- THE REQUEST
Starting at the line containing "Would you be able to indicate the foliage" and continuing through the last line, swap every "dot" for "point" and reproduce only those lines, leaving everything else unchanged.
--- begin RAW DATA ---
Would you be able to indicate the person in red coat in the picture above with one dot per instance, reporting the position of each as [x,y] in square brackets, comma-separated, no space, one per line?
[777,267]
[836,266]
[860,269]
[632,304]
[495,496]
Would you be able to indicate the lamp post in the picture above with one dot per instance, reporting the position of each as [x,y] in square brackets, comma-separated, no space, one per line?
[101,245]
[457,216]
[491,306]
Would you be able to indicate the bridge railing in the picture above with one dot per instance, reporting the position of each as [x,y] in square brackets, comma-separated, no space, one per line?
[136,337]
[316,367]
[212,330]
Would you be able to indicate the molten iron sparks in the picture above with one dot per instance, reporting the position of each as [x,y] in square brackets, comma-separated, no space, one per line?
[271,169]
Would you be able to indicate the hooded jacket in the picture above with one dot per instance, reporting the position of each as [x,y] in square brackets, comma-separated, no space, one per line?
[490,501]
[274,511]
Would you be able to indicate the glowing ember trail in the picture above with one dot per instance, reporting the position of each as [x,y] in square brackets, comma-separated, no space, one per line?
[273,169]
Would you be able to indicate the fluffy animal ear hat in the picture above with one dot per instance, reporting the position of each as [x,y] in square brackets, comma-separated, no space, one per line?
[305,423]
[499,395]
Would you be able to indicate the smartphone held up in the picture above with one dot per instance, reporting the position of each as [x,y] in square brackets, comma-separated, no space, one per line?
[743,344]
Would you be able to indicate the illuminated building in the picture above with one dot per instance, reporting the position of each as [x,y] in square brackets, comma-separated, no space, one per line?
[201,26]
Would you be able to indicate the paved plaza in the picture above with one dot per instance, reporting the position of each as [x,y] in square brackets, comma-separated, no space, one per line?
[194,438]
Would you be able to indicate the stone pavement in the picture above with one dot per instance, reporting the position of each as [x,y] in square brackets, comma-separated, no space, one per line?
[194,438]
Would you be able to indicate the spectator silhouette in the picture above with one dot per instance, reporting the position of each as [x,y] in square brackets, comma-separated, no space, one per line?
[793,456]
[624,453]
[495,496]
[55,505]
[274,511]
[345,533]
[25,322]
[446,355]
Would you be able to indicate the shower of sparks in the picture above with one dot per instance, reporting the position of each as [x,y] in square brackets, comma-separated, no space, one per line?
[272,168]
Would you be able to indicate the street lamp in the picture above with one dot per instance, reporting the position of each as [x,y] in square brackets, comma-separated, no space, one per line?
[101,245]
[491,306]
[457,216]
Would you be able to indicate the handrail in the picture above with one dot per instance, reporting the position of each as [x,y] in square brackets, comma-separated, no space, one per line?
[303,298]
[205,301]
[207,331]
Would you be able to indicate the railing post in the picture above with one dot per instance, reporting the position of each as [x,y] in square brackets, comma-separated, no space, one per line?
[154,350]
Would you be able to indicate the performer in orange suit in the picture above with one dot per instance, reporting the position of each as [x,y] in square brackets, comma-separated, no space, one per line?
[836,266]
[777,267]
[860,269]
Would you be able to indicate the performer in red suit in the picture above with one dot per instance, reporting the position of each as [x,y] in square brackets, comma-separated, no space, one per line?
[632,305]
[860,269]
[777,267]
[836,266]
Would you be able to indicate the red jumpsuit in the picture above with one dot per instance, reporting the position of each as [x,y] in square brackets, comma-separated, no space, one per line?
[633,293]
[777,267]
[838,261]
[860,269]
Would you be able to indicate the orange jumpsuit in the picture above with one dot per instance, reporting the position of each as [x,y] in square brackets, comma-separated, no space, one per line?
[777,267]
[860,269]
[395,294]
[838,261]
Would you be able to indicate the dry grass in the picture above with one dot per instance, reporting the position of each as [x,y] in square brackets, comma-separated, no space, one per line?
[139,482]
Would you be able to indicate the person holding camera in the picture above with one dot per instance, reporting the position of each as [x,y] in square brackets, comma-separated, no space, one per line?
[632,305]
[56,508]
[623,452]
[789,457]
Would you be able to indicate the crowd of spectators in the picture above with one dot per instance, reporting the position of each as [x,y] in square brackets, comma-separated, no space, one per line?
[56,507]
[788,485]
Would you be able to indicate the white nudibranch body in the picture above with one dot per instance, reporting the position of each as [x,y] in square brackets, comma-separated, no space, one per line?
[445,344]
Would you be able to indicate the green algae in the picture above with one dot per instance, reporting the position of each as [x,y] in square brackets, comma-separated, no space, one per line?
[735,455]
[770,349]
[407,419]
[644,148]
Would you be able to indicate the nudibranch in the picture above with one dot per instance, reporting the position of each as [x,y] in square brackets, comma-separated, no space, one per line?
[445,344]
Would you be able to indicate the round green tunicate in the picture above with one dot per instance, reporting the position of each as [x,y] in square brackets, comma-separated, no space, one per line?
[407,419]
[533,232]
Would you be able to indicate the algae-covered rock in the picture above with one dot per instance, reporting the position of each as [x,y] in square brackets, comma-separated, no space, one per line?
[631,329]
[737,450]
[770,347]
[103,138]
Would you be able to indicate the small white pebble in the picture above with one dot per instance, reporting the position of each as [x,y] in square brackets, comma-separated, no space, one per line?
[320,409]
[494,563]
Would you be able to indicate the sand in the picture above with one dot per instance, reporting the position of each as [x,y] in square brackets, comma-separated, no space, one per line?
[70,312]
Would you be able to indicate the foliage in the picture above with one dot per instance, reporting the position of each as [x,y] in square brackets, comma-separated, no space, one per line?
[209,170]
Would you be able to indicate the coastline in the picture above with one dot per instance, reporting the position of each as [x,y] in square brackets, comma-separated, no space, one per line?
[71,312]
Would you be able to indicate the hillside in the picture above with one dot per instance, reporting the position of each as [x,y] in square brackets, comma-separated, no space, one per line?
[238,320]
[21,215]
--- end RAW DATA ---
- RESPONSE FOR THIS EXERCISE
Would you be able to indicate the foliage in the picture above with one point per instance, reporting the position of each as [x,y] in square brackets, comma-separated, no space, one per line?
[209,170]
Would you be able to indicate the coastline in the picture above with one point per instance, reporting the position of each as [x,y] in square brackets, comma-separated, no space, one per line?
[71,312]
Would you be able to indicate the hillside in the picture above with one point per instance, reporting the position of each as [x,y] in square brackets, comma-separated, no space, one per line?
[238,320]
[21,215]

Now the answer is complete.